◆ Aufgaben:
a - Schreiben Sie aus dem Textauszug die Passage von „KVP – eine Frage“ bis einschließlich „Gruppen von Personen.“ wortgetreu ab.
b - Beantworten Sie anhand des Textauszugs kurz die folgenden Fragen:
(i) Welches Buch hat den Impuls zu dem Gedanken des Artikels gegeben?
(ii) Mit welcher Geschwindigkeit nimmt die Schärfe des Bildes bei der einen Gruppe im Vergleich zur anderen zu?
(iii) Welche Gruppe trifft die schlechteren Aussagen über den wahren Inhalt des Bildes?

##### Textauszug

KVP – eine Frage des Zeitpunkts oder warum später besser als früher sein kann

Zeitpunkt

Die These dieses Artikels mag sich zuerst etwas merk- und frag­würdig anhören. Wenn Sie ihn gelesen haben, denke ich aber, dass Sie mir zustimmen werden. Den Impuls zu diesem Gedanken habe ich bekommen, als ich kürz­lich das Buch „Der schwarze Schwan“ von Nassim Nicholas Taleb gelesen habe. Dort berichtet er von einem ein­fachen Versuch der Bilder­kennung durch Gruppen von Personen.

Beide Personen­gruppen erhalten das gleiche, anfäng­lich unscharfe Bild, das langsam an Schärfe zunimmt. Bei der einen Gruppe aller­dings in der doppelten Geschwin­dig­keit im Vergleich zu anderen Gruppe. Die beiden Gruppen sollen dann zum gleichen Schärfe­stand des Bildes eine Aus­sage über seinen wahren Inhalt machen. Das heißt, die eine Gruppe hat zu diesem Zeitpunkt schon doppelt so viele Bilder gesehen wie die andere. Auf den ersten Blick para­doxer­weise trifft die Gruppen der lang­samer zuneh­menden Schärfe schlech­tere Aus­sagen über den wahren Inhalt des Bilds als die andere. Die These zu diesem Versuch besagt, dass diese Gruppe früher beginnt Theorien über den Inhalt des Bilds zu machen als die Gruppe der schnel­ler zuneh­menden Schärfe und dann stärker bei dieser einmal gemach­ten Theorie haften bleibt. Die Gruppe der schnel­leren Veränderung durch weniger Bilder ent­wickelt nicht so schnell und vor­eilig Theorien zum Inhalt.

##########
##### Datensatz

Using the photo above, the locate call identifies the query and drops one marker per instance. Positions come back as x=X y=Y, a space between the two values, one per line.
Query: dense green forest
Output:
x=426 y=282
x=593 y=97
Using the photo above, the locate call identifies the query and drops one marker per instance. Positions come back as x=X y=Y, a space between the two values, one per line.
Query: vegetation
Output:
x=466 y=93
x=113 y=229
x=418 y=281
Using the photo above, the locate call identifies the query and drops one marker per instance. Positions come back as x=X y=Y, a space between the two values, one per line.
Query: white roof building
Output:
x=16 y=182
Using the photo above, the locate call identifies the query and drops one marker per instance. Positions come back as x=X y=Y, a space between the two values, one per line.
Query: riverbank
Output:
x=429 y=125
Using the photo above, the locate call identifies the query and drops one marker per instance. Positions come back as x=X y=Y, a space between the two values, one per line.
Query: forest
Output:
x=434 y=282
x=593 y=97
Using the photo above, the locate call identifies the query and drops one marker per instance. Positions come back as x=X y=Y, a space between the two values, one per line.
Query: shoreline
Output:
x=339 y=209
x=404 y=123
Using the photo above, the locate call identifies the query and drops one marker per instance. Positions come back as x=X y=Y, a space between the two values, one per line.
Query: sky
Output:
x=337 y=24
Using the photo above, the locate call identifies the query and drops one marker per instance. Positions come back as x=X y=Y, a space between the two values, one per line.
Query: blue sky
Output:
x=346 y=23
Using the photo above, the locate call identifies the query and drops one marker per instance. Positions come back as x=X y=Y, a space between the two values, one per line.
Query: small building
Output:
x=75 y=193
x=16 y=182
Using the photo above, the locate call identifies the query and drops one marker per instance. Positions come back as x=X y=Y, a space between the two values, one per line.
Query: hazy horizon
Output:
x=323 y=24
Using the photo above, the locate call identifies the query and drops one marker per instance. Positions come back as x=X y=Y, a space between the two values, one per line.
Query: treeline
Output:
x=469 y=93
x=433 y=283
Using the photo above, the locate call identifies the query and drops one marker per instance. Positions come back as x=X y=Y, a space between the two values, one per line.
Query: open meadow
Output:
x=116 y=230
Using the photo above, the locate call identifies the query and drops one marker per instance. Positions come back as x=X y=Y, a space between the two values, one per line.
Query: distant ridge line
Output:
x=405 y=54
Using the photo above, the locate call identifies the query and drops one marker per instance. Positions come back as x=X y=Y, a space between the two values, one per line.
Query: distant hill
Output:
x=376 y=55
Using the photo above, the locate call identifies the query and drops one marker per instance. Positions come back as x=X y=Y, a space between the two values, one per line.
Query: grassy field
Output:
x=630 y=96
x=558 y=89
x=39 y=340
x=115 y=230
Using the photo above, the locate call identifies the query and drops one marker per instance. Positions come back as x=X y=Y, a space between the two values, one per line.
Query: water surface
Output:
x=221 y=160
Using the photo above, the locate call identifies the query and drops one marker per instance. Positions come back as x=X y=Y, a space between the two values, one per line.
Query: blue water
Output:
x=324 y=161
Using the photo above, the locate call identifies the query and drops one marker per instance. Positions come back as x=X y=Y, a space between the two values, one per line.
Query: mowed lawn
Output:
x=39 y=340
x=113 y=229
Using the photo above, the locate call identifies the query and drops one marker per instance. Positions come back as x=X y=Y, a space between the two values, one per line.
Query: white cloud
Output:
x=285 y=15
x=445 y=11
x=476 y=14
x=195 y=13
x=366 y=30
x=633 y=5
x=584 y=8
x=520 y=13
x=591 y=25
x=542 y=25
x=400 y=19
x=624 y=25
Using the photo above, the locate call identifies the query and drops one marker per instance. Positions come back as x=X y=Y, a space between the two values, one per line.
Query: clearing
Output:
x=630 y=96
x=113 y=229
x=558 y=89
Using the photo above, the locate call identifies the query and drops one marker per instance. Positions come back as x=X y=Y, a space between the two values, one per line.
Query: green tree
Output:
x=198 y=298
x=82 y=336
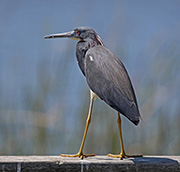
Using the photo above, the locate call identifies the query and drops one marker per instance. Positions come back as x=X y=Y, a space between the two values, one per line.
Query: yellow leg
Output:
x=122 y=154
x=80 y=153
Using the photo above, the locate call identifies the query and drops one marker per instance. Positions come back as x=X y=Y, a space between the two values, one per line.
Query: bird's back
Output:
x=108 y=78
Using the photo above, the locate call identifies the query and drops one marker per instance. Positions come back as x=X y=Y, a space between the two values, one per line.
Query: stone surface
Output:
x=91 y=164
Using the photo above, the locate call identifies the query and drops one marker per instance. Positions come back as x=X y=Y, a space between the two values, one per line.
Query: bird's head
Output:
x=80 y=34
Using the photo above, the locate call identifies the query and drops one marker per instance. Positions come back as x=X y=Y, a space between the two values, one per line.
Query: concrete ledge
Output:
x=91 y=164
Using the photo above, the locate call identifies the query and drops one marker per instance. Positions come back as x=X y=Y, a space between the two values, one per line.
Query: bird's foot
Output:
x=79 y=154
x=123 y=155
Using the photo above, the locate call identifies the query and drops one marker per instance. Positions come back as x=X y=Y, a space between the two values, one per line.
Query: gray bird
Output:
x=107 y=79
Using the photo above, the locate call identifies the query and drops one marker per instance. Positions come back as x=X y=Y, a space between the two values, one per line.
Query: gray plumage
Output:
x=108 y=78
x=104 y=72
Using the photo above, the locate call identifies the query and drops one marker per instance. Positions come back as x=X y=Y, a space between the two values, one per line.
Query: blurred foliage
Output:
x=44 y=98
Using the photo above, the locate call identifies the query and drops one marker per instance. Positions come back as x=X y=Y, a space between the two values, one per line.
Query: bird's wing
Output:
x=108 y=78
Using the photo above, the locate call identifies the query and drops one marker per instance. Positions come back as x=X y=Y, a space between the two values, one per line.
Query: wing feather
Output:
x=108 y=78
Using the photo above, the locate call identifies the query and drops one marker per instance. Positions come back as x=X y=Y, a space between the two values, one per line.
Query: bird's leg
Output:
x=122 y=154
x=80 y=153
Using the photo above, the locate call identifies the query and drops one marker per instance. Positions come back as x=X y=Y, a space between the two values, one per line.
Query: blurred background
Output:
x=44 y=97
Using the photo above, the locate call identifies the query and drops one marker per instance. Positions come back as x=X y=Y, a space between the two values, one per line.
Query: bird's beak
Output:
x=72 y=35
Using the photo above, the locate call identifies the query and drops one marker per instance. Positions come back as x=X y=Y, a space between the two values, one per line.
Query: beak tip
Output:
x=46 y=37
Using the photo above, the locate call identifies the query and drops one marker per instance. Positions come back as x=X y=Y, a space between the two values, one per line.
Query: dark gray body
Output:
x=108 y=78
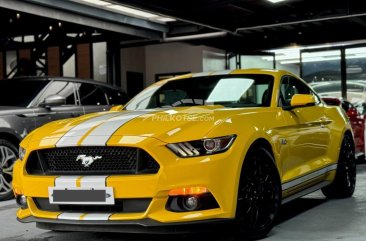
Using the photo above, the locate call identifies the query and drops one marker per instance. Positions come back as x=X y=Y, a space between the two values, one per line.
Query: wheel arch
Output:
x=349 y=133
x=10 y=136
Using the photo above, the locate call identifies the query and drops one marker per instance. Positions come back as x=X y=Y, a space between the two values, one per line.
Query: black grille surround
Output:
x=133 y=205
x=113 y=160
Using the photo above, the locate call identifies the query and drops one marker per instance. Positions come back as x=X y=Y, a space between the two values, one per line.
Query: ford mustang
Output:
x=191 y=151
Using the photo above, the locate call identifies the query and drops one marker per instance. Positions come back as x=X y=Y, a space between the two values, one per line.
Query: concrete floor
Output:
x=309 y=218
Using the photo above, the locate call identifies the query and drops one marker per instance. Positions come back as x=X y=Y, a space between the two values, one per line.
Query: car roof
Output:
x=69 y=79
x=230 y=72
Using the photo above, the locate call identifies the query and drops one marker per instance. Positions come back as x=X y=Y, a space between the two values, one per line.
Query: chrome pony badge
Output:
x=86 y=161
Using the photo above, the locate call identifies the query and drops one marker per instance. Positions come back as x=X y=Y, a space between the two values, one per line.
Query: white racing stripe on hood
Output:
x=100 y=135
x=72 y=137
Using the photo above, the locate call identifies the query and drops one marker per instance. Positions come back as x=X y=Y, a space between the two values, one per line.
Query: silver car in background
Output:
x=29 y=102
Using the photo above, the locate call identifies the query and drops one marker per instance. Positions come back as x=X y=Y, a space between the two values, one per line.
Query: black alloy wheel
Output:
x=259 y=196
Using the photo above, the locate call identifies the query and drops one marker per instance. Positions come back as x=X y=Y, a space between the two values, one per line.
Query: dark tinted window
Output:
x=24 y=91
x=291 y=86
x=61 y=88
x=91 y=94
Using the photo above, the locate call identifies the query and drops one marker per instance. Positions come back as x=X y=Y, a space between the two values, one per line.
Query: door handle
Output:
x=324 y=121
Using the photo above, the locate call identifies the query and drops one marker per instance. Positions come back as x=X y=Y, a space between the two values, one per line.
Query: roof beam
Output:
x=99 y=19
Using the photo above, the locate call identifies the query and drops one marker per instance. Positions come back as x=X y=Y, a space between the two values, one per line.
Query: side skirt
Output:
x=306 y=191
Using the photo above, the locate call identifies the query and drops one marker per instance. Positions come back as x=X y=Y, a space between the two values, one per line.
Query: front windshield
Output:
x=25 y=89
x=250 y=90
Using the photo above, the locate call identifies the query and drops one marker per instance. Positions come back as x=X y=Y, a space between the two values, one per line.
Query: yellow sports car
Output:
x=204 y=148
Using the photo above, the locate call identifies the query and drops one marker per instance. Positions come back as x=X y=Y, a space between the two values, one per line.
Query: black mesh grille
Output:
x=107 y=160
x=136 y=205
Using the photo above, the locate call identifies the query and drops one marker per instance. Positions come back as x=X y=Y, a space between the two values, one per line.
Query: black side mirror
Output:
x=53 y=100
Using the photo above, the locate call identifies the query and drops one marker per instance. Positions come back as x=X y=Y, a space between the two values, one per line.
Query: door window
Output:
x=291 y=86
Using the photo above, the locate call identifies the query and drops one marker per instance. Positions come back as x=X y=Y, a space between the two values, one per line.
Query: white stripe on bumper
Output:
x=66 y=181
x=97 y=216
x=93 y=181
x=70 y=216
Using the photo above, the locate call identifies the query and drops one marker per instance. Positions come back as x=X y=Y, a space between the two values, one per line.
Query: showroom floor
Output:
x=310 y=218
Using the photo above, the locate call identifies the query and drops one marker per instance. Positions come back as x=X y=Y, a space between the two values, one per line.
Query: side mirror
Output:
x=53 y=100
x=116 y=108
x=301 y=100
x=352 y=112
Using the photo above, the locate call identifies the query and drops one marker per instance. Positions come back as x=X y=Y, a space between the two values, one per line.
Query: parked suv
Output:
x=29 y=102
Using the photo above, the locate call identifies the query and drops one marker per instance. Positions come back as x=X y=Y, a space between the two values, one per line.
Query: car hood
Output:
x=168 y=125
x=13 y=110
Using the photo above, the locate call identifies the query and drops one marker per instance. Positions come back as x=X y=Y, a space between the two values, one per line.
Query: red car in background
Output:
x=357 y=121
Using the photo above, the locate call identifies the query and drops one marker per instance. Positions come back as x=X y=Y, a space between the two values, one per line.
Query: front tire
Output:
x=344 y=182
x=259 y=195
x=8 y=156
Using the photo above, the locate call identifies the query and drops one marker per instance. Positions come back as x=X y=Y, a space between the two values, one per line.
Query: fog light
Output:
x=21 y=200
x=190 y=203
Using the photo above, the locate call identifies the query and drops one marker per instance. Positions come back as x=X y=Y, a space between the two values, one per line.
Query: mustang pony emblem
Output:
x=86 y=161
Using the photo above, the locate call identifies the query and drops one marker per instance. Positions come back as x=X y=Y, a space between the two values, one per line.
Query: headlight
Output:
x=22 y=152
x=202 y=147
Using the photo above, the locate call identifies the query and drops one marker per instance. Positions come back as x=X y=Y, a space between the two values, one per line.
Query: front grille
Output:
x=135 y=205
x=110 y=160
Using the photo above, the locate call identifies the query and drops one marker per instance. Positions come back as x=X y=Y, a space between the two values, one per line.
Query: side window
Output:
x=61 y=88
x=291 y=86
x=115 y=97
x=91 y=94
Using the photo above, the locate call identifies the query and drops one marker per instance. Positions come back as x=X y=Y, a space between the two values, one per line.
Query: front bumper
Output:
x=218 y=173
x=140 y=226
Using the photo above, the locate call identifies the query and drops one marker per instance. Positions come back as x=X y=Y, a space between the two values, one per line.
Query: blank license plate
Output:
x=81 y=196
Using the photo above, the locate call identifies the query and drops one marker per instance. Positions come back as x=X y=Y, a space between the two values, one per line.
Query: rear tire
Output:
x=344 y=183
x=259 y=195
x=8 y=156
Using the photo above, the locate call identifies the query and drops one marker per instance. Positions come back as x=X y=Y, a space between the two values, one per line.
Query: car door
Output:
x=92 y=98
x=305 y=135
x=45 y=114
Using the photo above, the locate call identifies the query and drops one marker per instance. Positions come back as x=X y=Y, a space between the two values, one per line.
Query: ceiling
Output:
x=233 y=25
x=260 y=24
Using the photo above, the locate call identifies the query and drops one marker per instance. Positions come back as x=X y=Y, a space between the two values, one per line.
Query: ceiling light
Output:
x=127 y=10
x=132 y=11
x=163 y=19
x=276 y=1
x=97 y=2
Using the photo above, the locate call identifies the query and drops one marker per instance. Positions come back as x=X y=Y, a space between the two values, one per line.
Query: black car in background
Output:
x=29 y=102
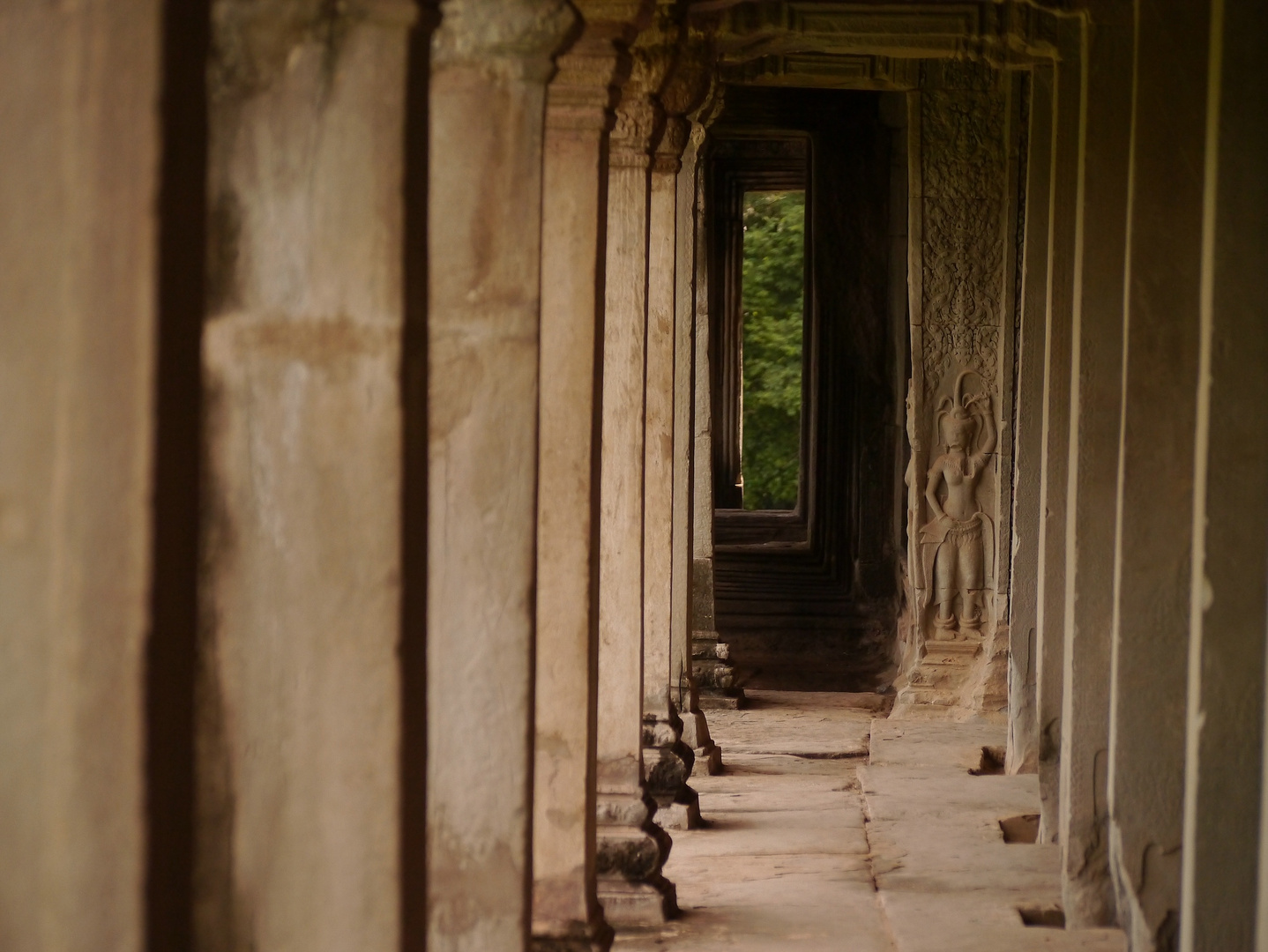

##########

◆ Lösungen:
a -
KVP – eine Frage des Zeitpunkts oder warum später besser als früher sein kann

Zeitpunkt

Die These dieses Artikels mag sich zuerst etwas merk- und frag­würdig anhören. Wenn Sie ihn gelesen haben, denke ich aber, dass Sie mir zustimmen werden. Den Impuls zu diesem Gedanken habe ich bekommen, als ich kürz­lich das Buch „Der schwarze Schwan“ von Nassim Nicholas Taleb gelesen habe. Dort berichtet er von einem ein­fachen Versuch der Bilder­kennung durch Gruppen von Personen.

b -
(i) „Der schwarze Schwan“ von Nassim Nicholas Taleb
(ii) Mit der doppelten Geschwindigkeit
(iii) Die Gruppe der langsamer zunehmenden Schärfe